▶ **Passage shown**
※ ※ ※

So, first I tested what results I should get from the blastall program using the command line, with e-value 0.001:
C:\Niek\Test\blast-2.2.17\bin\blastall -p blastp -d C:\Niek\Test\arabidopsis-smallproteins.fasta -i C:\Niek\Test\arabidopsis-HD.fasta -e 0.001 -F F -m 8 -o C:\Niek\Test\arab-HD-smallproteins-notfiltered.out
and
C:\Niek\Test\blast-2.2.17\bin\blastall -p blastp -d C:\Niek\Test\arabidopsis-smallproteins.fasta -i C:\Niek\Test\arabidopsis-HD.fasta -e 0.001 -m 8 -o C:\Niek\Test\arab-HD-smallproteins-filtered.out
After that I made a local blast program, which works fine but it only found 91 results with e-value equal or lower than 0.001, where the results from the blastall via cmd gave around 140~ something results. I first thought it missed some, but all the e-values are different.

※ ※ ※

(Point-per-instance localization data)

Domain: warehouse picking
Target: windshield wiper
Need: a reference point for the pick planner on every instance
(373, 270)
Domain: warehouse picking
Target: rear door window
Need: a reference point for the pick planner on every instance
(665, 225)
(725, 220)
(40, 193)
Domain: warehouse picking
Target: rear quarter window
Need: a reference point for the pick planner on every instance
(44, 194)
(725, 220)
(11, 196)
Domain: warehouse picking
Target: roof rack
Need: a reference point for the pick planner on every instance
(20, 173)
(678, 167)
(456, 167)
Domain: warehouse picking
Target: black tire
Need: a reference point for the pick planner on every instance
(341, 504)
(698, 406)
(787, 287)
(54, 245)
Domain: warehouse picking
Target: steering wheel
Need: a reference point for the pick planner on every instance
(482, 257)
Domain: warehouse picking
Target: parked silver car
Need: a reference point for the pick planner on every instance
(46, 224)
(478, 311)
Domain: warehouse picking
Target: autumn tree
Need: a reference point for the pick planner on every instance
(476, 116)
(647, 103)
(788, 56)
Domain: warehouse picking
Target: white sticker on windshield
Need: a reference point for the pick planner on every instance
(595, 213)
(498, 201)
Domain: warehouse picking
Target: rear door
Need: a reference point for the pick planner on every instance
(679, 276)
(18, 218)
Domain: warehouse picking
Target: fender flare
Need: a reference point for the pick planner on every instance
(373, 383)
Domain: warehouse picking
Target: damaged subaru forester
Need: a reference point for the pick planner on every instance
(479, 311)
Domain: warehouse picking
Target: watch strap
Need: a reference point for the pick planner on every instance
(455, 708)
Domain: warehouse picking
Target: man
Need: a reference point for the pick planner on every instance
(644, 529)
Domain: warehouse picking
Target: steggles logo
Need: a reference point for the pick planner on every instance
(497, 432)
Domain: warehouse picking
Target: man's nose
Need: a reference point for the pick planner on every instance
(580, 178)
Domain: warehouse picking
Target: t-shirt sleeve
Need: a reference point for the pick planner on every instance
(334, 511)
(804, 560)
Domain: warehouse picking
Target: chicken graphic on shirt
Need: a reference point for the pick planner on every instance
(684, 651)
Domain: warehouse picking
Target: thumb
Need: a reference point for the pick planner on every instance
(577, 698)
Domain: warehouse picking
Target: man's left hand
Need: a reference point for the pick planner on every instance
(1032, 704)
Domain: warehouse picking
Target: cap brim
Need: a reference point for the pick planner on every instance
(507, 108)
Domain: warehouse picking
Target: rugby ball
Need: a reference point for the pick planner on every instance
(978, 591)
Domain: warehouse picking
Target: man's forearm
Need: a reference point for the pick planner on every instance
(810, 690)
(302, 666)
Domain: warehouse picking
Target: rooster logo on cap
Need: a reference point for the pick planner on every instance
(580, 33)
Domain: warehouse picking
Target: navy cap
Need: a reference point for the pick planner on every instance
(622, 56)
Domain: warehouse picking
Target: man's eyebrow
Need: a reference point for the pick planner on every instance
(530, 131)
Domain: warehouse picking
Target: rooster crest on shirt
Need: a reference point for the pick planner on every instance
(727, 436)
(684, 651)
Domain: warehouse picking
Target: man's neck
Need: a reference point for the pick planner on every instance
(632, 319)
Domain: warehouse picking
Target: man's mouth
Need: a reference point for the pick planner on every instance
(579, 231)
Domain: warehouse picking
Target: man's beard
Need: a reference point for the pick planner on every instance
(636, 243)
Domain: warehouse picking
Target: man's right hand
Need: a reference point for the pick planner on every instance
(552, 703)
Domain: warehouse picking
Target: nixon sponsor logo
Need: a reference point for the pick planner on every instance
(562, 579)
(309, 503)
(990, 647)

※ ※ ※

▶ **Required action**
Continue the forum post about comparing local BLAST results with blastall command-line results, starting right after its last sentence.

▶ **Exercise result**
from Bio.Blast import NCBIStandalone
from Bio.Blast import NCBIXML
my_blast_db = r"C:\Niek\Test\arabidopsis-smallproteins.fasta"
my_blast_file = r"C:\Niek\Test\arabidopsis-HD.fasta"
my_blast_exe =r"C:\Niek\blast-2.2.17\bin\blastall.exe"
result_handle, error_handle = NCBIStandalone.blastall(my_blast_exe, "blastp",
my_blast_db, my_blast_file)
blast_records = NCBIXML.parse(result_handle)
E_VALUE_THRESH = 0.001
x = 0
for blast_record in blast_records:
blast_record = blast_records.next()
for alignment in blast_record.alignments:
for hsp in alignment.hsps:
if hsp.expect <= E_VALUE_THRESH:
print "==========Alignment========"
print "sequence:", alignment.title
print "length:", alignment.length
print "e value:", hsp.expect
x += 1
I first thought that the local blast from biopython uses a different algorithm, but at 'myblastexe =r"C:\Niek\blast-2.2.17\bin\blastall.exe"' I specify the same program but it should be the same. Then I thought it had something to do with the filtering option but I checked both filtered and unfiltered and wasn't any of that.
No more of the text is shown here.